**Work to be completed:** The result is the exact lines from the one containing "In the image provided above, locate front grille." through the final line of the entries; leave out the pictures.

(Recorded data)
-*-

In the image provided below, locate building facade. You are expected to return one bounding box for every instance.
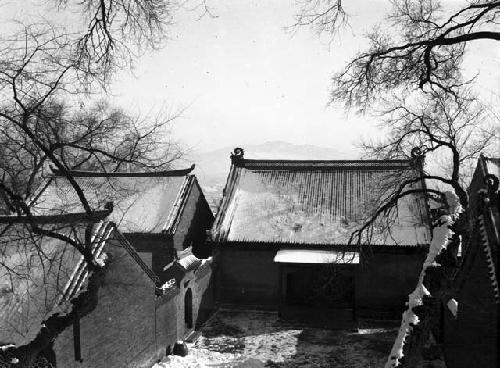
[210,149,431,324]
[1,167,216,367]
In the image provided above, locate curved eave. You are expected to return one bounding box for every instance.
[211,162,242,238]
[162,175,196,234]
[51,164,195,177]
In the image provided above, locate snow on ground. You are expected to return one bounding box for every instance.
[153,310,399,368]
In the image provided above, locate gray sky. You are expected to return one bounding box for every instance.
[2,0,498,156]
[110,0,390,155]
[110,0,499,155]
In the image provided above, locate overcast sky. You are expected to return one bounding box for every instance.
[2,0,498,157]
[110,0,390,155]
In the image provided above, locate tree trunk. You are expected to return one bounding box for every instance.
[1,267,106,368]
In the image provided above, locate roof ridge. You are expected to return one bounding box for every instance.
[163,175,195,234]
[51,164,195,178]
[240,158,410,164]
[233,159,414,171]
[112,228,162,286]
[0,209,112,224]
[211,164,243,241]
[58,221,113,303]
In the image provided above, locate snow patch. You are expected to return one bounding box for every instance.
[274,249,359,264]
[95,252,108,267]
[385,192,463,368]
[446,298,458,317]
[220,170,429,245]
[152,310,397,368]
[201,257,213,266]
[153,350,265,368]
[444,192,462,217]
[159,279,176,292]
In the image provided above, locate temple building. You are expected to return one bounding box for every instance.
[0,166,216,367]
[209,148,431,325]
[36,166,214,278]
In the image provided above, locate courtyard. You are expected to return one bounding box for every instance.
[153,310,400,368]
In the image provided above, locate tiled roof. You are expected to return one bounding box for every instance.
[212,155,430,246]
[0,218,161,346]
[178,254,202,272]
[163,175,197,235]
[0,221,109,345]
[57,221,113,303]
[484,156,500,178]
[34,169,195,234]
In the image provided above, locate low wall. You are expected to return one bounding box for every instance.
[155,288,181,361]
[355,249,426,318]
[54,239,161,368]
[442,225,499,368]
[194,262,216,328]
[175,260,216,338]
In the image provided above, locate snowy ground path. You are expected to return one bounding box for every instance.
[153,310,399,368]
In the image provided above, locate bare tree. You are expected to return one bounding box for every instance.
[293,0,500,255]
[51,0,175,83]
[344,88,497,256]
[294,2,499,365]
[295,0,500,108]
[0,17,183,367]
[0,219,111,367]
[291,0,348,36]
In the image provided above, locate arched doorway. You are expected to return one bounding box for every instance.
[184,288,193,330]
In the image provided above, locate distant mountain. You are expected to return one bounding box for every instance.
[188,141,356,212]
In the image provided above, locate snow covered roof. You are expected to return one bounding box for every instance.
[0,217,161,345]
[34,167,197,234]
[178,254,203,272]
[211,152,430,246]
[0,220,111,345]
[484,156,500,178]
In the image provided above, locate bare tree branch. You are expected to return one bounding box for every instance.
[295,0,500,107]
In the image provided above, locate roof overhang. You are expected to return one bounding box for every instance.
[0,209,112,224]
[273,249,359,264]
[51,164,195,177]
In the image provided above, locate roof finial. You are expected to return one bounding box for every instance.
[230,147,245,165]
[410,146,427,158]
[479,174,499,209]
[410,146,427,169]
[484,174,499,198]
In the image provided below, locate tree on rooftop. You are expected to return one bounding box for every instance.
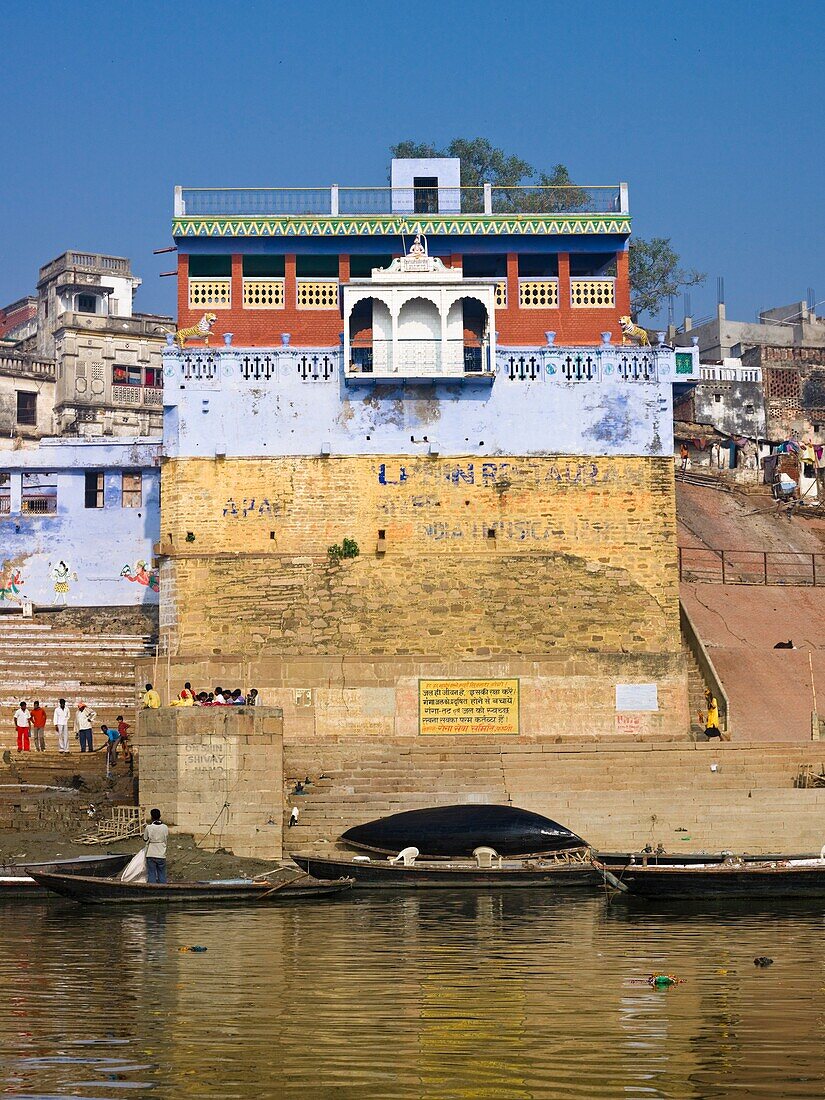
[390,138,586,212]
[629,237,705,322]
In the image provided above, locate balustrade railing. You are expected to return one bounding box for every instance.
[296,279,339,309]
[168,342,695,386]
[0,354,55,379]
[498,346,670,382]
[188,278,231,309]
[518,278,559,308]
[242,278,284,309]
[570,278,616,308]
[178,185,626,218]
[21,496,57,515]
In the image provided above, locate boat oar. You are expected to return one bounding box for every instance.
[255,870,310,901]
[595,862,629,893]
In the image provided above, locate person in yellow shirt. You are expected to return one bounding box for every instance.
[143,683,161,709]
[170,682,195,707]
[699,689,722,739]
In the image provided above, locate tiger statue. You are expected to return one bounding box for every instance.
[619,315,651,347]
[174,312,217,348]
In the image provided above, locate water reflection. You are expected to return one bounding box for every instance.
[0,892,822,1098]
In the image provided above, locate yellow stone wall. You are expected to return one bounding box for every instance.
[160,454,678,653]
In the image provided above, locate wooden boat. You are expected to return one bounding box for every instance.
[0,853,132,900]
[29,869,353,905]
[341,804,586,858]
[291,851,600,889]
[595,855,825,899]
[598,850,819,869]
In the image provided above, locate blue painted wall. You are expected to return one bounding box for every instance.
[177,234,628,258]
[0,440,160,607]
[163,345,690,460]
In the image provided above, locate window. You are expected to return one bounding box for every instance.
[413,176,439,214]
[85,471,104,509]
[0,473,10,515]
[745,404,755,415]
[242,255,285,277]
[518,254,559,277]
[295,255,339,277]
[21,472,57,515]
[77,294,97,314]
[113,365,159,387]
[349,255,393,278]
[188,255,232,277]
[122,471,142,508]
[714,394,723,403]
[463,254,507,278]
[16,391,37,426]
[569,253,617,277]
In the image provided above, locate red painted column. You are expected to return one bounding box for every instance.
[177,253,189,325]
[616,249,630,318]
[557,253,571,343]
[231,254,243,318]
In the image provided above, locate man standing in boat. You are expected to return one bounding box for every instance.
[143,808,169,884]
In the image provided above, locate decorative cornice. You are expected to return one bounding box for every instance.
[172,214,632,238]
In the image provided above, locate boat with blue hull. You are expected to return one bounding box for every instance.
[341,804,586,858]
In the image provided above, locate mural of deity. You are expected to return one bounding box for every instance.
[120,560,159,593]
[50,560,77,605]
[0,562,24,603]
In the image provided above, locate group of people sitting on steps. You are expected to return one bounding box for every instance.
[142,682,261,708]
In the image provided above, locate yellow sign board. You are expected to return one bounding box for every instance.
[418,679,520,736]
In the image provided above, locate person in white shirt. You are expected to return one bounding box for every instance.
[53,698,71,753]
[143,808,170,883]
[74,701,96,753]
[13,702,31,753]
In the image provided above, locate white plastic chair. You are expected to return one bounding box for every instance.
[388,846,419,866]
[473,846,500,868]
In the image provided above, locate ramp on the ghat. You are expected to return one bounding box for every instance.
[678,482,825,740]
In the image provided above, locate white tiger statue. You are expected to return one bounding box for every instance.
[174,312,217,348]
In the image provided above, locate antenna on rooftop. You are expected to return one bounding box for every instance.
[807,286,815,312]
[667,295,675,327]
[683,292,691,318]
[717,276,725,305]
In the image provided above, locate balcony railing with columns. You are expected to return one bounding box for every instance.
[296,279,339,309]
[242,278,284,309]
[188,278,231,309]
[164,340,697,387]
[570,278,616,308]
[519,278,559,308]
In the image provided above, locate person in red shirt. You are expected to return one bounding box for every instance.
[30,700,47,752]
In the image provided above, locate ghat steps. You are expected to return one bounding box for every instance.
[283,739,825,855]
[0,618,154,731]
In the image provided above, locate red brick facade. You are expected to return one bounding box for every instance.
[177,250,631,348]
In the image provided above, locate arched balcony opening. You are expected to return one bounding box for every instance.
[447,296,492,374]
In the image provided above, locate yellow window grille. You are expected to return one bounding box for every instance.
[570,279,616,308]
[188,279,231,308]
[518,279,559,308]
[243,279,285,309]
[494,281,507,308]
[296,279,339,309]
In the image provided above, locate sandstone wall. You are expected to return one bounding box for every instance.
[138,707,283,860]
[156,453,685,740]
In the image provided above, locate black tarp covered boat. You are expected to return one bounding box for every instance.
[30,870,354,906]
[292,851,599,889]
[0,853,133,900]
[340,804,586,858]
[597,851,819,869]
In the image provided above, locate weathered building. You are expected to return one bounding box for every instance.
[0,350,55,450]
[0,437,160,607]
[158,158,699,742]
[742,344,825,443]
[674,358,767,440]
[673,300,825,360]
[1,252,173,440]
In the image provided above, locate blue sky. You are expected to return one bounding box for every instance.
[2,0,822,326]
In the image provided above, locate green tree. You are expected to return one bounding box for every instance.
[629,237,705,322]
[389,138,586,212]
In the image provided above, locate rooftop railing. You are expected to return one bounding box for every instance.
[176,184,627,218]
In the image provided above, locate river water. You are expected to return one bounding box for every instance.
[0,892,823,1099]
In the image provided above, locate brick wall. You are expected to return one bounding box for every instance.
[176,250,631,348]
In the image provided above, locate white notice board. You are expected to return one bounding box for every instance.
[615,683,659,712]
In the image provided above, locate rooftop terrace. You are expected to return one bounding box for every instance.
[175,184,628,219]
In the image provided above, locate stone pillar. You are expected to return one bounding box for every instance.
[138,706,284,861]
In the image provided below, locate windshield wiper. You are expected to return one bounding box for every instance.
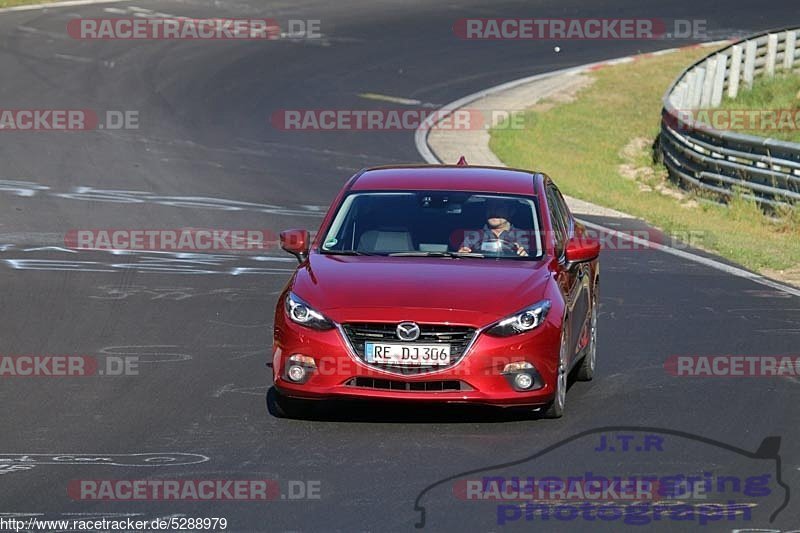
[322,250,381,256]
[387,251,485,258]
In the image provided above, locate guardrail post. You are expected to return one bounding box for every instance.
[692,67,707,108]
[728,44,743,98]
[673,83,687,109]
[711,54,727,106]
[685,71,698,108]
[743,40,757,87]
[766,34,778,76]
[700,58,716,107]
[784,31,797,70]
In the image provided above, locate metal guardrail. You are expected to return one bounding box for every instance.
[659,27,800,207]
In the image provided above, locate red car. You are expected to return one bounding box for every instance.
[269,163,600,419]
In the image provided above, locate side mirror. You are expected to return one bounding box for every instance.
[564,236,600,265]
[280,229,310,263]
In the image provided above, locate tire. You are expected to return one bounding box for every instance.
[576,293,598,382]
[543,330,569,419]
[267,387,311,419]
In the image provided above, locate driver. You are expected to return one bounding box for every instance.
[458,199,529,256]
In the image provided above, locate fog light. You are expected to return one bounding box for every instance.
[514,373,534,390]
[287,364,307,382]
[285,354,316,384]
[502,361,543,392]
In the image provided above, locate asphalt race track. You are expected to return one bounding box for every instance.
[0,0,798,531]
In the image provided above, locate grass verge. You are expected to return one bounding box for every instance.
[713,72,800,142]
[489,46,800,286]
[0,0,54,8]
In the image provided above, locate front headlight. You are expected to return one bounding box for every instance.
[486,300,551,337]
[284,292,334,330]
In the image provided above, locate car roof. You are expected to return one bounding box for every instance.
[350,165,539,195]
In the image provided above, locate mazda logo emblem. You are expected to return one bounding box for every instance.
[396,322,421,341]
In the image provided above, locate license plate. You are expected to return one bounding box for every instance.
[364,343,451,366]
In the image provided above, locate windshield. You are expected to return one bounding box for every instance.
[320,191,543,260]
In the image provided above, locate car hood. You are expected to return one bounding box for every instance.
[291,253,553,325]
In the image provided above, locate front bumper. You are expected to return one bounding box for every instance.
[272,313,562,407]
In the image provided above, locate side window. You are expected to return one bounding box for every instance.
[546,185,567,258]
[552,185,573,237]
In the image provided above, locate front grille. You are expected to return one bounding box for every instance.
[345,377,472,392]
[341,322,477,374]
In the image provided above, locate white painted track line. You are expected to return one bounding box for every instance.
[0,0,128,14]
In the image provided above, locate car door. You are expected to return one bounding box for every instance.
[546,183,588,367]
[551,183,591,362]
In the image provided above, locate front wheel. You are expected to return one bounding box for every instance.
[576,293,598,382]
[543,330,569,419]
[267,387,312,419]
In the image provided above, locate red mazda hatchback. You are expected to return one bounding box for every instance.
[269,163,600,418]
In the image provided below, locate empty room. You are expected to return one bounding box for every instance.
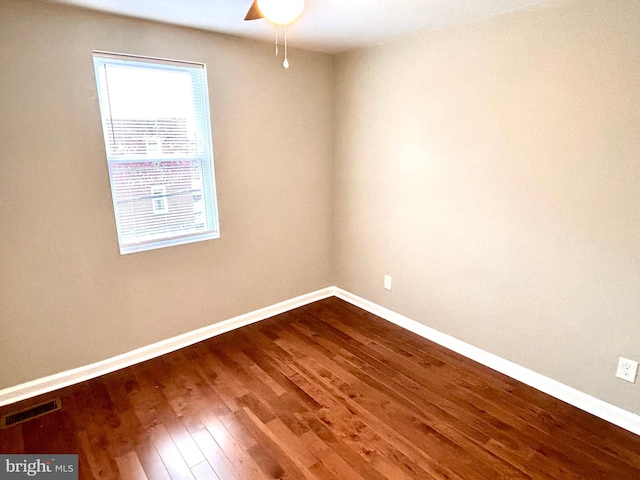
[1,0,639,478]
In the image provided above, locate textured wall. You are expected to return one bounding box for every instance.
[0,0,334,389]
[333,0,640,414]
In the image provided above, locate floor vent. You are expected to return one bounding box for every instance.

-*-

**Response to the task:**
In the image provided above, locate front grille. You are expected to return one bounding box for every instance.
[345,377,472,392]
[341,322,477,374]
In the image provided above, locate white painted track line. You are expected to return one bounding box for every instance.
[0,0,128,14]
In the image provided above, locate car door. You are expected to return one bounding box for every instance.
[546,183,588,367]
[551,183,591,362]
In the image provided above, locate front wheel. You are expected to return one bounding box for every instance.
[576,293,598,382]
[543,330,569,419]
[267,387,312,419]
In the image provided above, locate red mazda hatchback. You are expected to return one bounding box for every instance.
[269,163,600,418]
In the image provided below, locate empty room. You are expected to return one bounding box for every instance.
[1,0,639,478]
In the image provided above, locate textured wall. You are expected to return one bounding box for every instance.
[0,0,334,389]
[333,0,640,414]
In the image provided above, locate floor vent. You are expected to return one bounding box for every instance.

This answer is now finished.